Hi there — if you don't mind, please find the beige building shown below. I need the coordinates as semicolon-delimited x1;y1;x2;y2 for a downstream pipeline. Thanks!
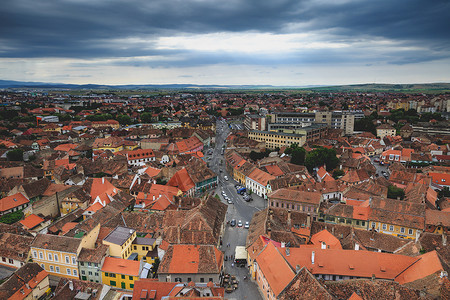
248;130;306;149
103;226;136;259
377;124;396;139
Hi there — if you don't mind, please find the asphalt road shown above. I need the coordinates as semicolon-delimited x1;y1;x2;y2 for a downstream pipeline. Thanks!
0;265;16;280
208;121;265;300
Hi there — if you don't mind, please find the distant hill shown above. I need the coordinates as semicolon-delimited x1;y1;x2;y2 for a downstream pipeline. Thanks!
310;83;450;92
0;80;450;93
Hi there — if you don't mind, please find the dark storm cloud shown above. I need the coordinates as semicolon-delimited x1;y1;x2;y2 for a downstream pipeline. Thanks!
0;0;450;66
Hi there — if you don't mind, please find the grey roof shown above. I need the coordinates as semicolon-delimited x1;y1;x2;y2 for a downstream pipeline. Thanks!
103;226;135;245
133;237;156;246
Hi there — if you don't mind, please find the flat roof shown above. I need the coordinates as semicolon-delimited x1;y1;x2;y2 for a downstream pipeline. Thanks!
103;226;135;245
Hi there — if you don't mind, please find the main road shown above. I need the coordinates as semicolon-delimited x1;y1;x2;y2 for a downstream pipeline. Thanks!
207;120;265;300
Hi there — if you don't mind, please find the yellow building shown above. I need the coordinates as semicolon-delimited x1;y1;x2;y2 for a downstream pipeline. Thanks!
377;124;396;139
248;130;306;149
369;221;421;239
102;257;142;290
132;237;158;264
102;226;136;259
30;234;83;279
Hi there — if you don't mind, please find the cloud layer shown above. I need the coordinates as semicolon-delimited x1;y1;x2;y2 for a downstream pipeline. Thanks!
0;0;450;84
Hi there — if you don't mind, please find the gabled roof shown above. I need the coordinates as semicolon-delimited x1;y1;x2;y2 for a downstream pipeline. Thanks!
102;257;141;276
19;214;44;229
0;193;30;212
0;263;48;299
158;244;223;274
278;267;334;300
256;243;295;297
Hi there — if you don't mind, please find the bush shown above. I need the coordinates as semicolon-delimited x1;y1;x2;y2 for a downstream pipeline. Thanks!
388;184;405;200
0;210;23;224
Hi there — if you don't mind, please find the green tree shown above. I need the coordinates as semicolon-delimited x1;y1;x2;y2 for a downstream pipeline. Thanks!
305;147;339;172
141;112;152;123
388;184;405;199
116;115;133;125
6;149;23;161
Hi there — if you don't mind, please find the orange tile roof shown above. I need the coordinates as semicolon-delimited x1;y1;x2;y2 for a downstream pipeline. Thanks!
256;243;295;297
353;206;371;220
89;178;118;204
280;247;418;280
145;167;161;177
168;244;223;274
0;193;30;212
248;168;275;186
265;165;284;176
102;257;141;276
167;168;195;192
54;144;78;152
311;229;342;249
428;172;450;185
19;214;44;229
395;251;444;284
133;278;179;300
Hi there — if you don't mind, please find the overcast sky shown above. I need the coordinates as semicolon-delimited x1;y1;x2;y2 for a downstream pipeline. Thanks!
0;0;450;86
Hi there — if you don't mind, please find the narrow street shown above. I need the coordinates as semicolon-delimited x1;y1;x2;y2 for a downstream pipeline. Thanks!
208;121;265;300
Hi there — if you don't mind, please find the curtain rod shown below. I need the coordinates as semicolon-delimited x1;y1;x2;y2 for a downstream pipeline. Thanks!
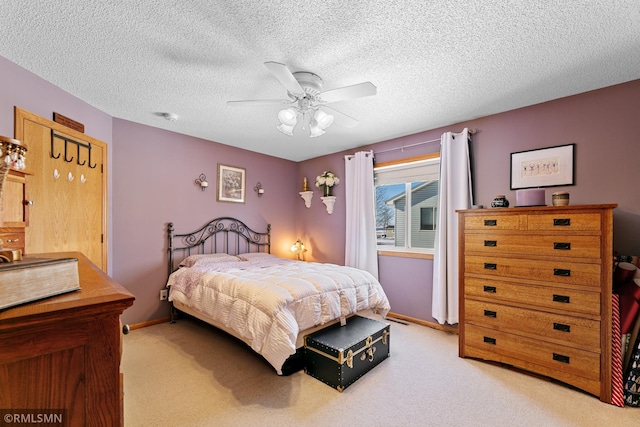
373;129;476;154
344;150;373;160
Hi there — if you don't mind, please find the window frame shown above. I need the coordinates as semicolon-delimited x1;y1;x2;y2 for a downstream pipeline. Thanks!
374;151;440;259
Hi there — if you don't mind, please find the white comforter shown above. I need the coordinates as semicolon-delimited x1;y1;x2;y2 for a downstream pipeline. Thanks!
167;257;390;374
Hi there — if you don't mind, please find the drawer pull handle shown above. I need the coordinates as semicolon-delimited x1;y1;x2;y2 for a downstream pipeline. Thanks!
553;294;571;304
553;353;570;363
553;268;571;277
553;242;571;251
553;323;571;332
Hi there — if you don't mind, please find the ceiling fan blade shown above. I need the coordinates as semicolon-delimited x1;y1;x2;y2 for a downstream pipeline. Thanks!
264;62;305;96
227;99;291;107
320;105;359;128
318;82;377;102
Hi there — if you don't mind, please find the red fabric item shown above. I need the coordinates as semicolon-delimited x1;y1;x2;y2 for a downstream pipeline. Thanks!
618;280;640;334
611;294;624;407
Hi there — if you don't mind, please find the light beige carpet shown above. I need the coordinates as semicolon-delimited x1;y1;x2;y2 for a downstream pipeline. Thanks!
122;319;640;427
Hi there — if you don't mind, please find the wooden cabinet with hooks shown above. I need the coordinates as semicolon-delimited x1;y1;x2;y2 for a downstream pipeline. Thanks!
15;107;108;271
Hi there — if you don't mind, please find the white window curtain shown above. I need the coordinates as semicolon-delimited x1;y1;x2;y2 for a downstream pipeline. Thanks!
344;151;378;279
431;128;473;325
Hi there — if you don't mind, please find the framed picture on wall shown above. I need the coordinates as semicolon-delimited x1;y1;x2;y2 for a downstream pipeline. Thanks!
217;163;246;203
511;144;575;190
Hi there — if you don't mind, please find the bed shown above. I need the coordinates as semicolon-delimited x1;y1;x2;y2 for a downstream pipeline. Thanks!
167;217;390;375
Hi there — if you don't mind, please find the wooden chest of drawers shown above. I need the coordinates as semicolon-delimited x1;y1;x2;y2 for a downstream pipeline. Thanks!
458;205;616;402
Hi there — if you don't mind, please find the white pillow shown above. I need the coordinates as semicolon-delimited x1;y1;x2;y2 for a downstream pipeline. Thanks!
179;254;241;267
238;252;277;261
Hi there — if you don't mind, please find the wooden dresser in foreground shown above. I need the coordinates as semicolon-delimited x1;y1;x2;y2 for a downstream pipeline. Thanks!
0;252;134;426
458;205;617;403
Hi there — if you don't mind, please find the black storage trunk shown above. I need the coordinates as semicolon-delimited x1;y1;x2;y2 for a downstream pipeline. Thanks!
304;316;390;392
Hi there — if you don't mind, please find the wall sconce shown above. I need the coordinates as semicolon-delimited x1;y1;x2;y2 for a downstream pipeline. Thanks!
253;181;264;197
196;173;209;191
298;176;313;208
291;239;307;261
320;196;336;215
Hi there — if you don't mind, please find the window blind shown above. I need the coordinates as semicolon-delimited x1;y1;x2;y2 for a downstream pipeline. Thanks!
373;158;440;185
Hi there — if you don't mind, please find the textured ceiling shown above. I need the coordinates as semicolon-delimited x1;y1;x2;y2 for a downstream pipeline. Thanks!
0;0;640;161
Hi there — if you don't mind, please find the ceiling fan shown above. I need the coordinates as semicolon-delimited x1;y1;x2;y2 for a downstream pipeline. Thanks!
227;62;376;138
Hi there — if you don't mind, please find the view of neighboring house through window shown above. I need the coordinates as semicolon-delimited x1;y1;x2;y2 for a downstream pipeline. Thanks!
374;153;440;252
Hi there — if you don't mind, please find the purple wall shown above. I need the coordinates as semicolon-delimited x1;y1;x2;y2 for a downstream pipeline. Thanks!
112;119;298;323
0;53;640;323
300;80;640;321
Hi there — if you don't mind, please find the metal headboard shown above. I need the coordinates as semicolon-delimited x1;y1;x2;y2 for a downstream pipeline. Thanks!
168;217;271;274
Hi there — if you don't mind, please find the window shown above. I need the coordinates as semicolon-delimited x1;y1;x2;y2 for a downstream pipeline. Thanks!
374;153;440;252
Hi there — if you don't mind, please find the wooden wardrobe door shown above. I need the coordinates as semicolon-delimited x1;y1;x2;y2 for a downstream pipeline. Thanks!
16;108;107;271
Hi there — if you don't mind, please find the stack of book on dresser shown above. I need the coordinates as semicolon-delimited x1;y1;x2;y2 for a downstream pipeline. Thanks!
0;254;80;310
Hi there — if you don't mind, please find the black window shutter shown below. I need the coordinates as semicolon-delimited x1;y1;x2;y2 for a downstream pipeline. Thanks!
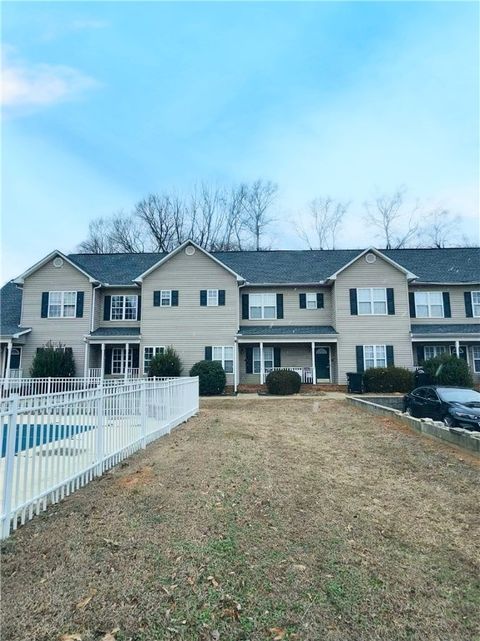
355;345;365;373
76;292;84;318
103;296;112;320
273;347;282;367
442;292;452;318
387;287;395;316
242;294;248;319
387;345;394;367
463;292;473;318
244;348;253;374
277;294;283;318
408;292;417;318
41;292;48;318
350;289;358;316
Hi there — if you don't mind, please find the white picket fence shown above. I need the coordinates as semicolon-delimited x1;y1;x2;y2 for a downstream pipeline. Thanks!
0;377;198;538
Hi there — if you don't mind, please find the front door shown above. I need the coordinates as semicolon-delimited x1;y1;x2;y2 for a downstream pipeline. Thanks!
315;347;330;381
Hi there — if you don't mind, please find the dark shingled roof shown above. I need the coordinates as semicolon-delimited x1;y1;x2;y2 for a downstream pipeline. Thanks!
90;327;140;337
412;323;480;336
238;325;336;336
0;281;28;336
69;247;480;285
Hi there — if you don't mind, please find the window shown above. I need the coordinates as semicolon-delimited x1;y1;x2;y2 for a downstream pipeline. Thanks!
415;292;444;318
253;347;273;374
160;289;172;307
112;347;133;374
363;345;387;369
207;289;218;307
110;296;138;320
249;294;277;320
143;347;165;374
424;345;449;361
472;292;480;317
212;346;233;374
357;287;387;316
472;345;480;374
48;292;77;318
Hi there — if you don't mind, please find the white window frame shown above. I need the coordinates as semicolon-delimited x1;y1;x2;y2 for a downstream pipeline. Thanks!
363;345;387;371
414;291;445;318
212;345;235;374
470;291;480;318
253;345;275;374
357;287;388;316
248;292;277;320
47;291;77;318
160;289;172;307
472;345;480;374
207;289;218;307
143;345;165;374
110;294;138;323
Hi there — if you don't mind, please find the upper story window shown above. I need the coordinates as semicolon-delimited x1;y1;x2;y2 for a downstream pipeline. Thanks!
110;295;138;320
357;287;387;316
415;292;444;318
249;294;277;320
48;292;77;318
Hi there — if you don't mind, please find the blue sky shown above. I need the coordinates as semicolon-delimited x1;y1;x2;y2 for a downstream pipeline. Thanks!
1;2;479;281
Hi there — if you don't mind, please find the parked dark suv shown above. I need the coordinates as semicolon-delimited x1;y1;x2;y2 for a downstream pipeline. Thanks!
403;385;480;430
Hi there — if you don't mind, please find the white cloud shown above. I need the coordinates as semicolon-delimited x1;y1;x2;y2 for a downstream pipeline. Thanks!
1;52;98;108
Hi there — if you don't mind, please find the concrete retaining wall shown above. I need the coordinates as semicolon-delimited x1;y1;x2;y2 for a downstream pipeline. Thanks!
347;396;480;456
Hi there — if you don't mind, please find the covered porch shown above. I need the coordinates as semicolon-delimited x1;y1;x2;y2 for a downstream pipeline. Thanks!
237;326;337;385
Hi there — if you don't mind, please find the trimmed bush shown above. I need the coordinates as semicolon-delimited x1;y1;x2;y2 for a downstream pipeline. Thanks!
190;361;227;396
148;347;183;376
265;369;302;396
363;367;415;392
30;342;75;378
422;354;473;387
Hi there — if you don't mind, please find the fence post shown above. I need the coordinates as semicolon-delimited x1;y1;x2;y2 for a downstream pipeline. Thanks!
1;394;18;539
95;387;105;476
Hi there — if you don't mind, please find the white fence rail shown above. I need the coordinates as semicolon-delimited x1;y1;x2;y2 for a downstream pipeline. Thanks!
0;378;198;538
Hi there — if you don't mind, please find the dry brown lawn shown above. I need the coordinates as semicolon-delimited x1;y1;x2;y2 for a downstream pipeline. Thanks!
2;398;480;641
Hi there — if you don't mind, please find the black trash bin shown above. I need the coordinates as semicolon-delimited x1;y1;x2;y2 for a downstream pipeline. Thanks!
347;372;364;394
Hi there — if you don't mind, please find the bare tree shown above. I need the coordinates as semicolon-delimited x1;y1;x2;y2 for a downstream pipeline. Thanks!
244;180;278;251
364;187;420;249
296;196;350;249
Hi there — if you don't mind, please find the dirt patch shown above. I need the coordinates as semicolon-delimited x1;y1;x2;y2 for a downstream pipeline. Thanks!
2;398;480;641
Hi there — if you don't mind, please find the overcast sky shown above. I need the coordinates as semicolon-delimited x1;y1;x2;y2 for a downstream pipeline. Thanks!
1;2;479;282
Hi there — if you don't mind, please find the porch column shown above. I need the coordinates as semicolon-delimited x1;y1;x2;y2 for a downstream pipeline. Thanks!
260;343;265;385
124;343;130;380
312;341;317;385
100;343;105;380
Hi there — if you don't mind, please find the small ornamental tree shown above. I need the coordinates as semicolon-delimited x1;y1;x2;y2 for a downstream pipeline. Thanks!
30;342;75;378
190;361;227;396
148;347;183;376
422;354;473;387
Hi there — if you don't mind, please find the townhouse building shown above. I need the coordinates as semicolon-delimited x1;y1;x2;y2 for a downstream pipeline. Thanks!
0;241;480;388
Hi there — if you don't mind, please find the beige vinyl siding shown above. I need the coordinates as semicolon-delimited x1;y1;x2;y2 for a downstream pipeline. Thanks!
21;261;92;376
240;287;332;325
140;249;239;385
334;256;413;385
409;284;480;327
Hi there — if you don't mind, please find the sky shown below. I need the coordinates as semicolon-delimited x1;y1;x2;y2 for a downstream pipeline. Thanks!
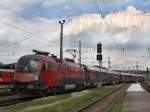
0;0;150;69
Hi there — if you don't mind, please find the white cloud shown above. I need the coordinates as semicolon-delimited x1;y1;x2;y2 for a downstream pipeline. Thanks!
0;0;150;67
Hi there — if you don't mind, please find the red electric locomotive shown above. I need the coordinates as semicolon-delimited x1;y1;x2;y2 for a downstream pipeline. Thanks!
15;51;85;93
0;69;14;89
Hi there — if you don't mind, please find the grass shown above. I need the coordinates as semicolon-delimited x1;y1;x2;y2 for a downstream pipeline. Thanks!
5;86;119;112
111;95;125;112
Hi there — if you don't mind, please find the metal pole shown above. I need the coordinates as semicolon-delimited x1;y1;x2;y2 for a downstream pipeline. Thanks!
59;20;65;60
79;41;81;64
108;57;111;69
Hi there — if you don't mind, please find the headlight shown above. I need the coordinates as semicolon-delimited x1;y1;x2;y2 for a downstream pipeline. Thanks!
27;85;34;89
34;74;39;80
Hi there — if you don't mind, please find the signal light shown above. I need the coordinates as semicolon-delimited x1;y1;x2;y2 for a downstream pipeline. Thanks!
97;43;102;53
97;54;103;61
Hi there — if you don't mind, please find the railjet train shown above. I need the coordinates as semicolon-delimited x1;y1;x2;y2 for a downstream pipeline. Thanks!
14;50;144;94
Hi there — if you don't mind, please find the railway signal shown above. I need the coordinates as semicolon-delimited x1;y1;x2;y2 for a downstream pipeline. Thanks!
96;42;103;69
59;20;65;60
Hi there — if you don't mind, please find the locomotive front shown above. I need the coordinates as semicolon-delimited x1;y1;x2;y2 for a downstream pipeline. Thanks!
15;55;43;90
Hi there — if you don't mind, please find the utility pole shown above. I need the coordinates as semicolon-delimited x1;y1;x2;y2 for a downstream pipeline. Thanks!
108;57;111;69
97;42;103;71
59;20;65;60
79;41;81;65
136;61;139;74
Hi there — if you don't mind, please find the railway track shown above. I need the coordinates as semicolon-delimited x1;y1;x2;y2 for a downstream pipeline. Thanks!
0;95;35;107
75;84;129;112
141;81;150;93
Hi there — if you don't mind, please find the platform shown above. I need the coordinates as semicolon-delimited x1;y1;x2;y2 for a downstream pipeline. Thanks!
123;84;150;112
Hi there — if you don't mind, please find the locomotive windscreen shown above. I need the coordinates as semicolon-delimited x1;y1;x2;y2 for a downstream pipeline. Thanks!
16;56;39;73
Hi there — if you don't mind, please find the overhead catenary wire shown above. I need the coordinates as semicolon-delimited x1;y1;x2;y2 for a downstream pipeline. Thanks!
0;4;55;32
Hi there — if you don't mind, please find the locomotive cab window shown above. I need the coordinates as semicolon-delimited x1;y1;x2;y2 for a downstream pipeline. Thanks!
43;62;54;70
16;56;39;73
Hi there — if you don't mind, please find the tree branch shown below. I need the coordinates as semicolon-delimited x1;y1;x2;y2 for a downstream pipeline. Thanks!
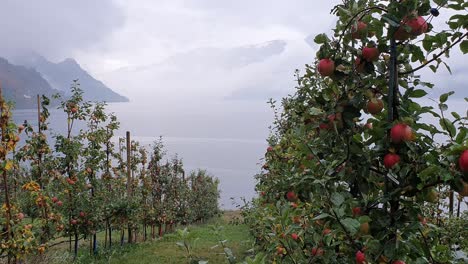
399;32;468;75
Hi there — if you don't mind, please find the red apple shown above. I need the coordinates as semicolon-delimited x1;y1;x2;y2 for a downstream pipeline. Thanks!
276;246;286;255
458;149;468;172
356;250;366;264
67;178;75;185
311;247;323;256
351;21;367;39
352;207;361;216
384;153;400;169
286;191;297;202
317;59;335;76
354;57;366;73
406;16;428;36
390;123;413;144
457;180;468;197
362;47;380;62
359;222;370;235
418;215;427;225
367;98;383;115
319;123;329;130
16;213;24;220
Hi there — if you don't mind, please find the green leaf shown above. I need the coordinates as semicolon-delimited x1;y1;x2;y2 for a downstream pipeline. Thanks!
451;112;461;119
439;91;455;103
309;107;323;116
314;34;329;44
408;89;427;98
455;129;468;144
382;14;400;27
331;193;344;206
341;218;361;235
460;40;468;54
439;118;457;136
312;213;330;221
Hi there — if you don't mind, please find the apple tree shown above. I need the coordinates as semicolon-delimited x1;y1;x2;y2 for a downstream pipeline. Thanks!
245;0;468;263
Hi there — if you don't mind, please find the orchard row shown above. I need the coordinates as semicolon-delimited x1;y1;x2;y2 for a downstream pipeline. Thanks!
0;82;219;262
244;0;468;264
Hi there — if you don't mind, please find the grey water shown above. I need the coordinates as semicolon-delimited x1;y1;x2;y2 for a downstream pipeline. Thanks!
13;102;273;209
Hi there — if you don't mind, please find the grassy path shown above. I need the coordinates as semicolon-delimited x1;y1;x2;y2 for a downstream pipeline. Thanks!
37;212;252;264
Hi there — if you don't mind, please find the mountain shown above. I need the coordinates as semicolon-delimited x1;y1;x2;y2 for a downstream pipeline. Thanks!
0;57;59;108
14;54;129;102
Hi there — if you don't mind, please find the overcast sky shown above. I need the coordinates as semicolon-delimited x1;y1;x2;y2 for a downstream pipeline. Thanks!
0;0;468;101
0;0;468;208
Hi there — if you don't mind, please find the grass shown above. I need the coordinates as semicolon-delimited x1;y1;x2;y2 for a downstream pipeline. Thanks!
31;212;252;264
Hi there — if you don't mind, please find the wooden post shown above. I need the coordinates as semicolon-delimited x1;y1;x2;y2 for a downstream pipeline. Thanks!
127;131;132;197
127;131;133;243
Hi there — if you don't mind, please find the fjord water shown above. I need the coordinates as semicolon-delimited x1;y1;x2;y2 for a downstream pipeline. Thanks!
14;101;273;209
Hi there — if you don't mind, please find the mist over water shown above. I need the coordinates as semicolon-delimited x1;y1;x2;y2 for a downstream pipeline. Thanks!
14;101;273;209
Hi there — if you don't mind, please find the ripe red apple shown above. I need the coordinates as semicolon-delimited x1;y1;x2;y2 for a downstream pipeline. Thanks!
424;188;439;203
406;16;428;36
354;57;366;73
276;246;286;255
351;21;367;39
367;98;383;115
390;123;413;144
317;59;335;76
458;149;468;172
319;123;330;130
67;178;75;185
362;47;380;62
286;191;297;202
311;247;323;256
356;250;366;264
352;207;361;217
291;233;299;240
418;215;427;225
384;153;400;169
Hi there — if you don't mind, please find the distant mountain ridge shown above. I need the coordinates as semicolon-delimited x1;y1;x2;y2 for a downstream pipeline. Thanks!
14;54;129;102
0;57;60;109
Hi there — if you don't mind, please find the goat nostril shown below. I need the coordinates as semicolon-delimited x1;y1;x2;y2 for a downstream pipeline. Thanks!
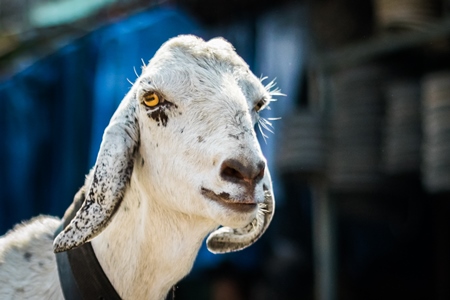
220;159;265;184
221;166;244;179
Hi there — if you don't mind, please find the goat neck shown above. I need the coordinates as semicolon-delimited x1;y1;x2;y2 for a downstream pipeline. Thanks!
92;170;217;299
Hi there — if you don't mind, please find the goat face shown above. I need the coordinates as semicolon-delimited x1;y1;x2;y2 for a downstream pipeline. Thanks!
54;36;274;252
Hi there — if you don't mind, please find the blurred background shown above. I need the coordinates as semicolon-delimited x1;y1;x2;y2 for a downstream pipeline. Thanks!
0;0;450;300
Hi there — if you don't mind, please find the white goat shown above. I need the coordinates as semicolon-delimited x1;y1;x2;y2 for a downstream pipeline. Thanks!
0;36;277;299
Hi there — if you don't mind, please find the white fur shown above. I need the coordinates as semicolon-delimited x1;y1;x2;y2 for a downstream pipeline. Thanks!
0;36;273;299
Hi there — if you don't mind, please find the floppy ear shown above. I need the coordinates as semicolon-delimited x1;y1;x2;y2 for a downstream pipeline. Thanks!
53;93;139;252
206;177;275;254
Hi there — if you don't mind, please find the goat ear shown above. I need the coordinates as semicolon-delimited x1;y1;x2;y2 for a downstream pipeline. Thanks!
206;175;275;254
53;95;139;252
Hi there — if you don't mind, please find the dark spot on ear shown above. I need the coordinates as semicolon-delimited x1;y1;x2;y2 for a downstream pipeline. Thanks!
23;252;33;261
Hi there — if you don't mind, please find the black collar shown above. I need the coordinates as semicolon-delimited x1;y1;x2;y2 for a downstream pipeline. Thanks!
55;223;121;300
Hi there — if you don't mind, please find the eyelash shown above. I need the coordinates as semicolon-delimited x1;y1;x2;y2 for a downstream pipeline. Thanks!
254;99;266;112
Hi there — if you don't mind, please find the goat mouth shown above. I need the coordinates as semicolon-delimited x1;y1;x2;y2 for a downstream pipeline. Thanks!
201;187;258;213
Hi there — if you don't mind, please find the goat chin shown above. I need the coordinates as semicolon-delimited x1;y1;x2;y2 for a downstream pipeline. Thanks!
0;36;282;299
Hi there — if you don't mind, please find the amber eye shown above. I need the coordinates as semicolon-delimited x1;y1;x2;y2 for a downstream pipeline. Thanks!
255;99;266;112
143;92;160;107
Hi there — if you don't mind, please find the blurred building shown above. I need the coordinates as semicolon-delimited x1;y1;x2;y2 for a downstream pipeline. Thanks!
0;0;450;300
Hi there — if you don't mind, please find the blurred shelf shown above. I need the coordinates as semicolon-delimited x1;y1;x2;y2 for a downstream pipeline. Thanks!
313;18;450;71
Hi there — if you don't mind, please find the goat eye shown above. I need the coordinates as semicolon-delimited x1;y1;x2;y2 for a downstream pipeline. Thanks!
255;99;266;112
143;92;160;107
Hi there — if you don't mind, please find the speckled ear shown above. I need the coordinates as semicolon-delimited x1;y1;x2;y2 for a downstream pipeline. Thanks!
206;182;275;254
53;95;139;252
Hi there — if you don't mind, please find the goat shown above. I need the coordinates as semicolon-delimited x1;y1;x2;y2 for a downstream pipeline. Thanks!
0;35;280;299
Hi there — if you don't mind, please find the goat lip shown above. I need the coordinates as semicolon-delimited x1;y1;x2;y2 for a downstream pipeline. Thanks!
201;187;258;213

:: SET EXERCISE ::
Pull out every line in the entries above that contains the word "townhouse", and copy each of those lines in full.

:: RESPONSE FOR THIS EXERCISE ::
Hi there — if you don't mind, please find the townhouse building shown above. I need the coordinates as semicolon-delimited x1;y1;x2;y2 for a downstream pipeline. Thanks!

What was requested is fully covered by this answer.